◆ DATA EXTRACT
---+---
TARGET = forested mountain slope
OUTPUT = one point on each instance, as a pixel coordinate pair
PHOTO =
---+---
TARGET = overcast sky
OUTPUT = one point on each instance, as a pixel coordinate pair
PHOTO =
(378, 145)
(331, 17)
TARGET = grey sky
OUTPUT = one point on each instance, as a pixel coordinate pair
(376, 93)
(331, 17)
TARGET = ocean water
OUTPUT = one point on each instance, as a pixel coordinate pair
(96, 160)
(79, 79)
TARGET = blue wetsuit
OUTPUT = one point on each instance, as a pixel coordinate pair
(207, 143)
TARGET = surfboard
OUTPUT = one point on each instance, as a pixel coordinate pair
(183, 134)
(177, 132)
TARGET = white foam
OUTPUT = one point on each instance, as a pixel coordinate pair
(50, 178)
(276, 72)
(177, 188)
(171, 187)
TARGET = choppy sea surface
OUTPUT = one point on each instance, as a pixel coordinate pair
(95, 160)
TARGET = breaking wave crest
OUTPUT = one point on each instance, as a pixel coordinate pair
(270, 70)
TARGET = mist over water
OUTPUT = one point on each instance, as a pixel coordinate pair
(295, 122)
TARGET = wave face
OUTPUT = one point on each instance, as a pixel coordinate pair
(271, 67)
---+---
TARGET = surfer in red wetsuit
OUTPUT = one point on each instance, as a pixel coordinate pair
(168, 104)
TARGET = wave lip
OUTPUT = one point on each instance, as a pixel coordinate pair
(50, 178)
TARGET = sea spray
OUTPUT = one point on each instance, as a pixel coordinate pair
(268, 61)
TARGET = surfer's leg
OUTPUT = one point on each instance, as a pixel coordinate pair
---+---
◆ TASK OBJECTIVE
Return each line of the data above that contains the word "wave". Case counts.

◆ EXERCISE ANSWER
TARGET = breaking wave crest
TARGET = wave face
TARGET = wave lip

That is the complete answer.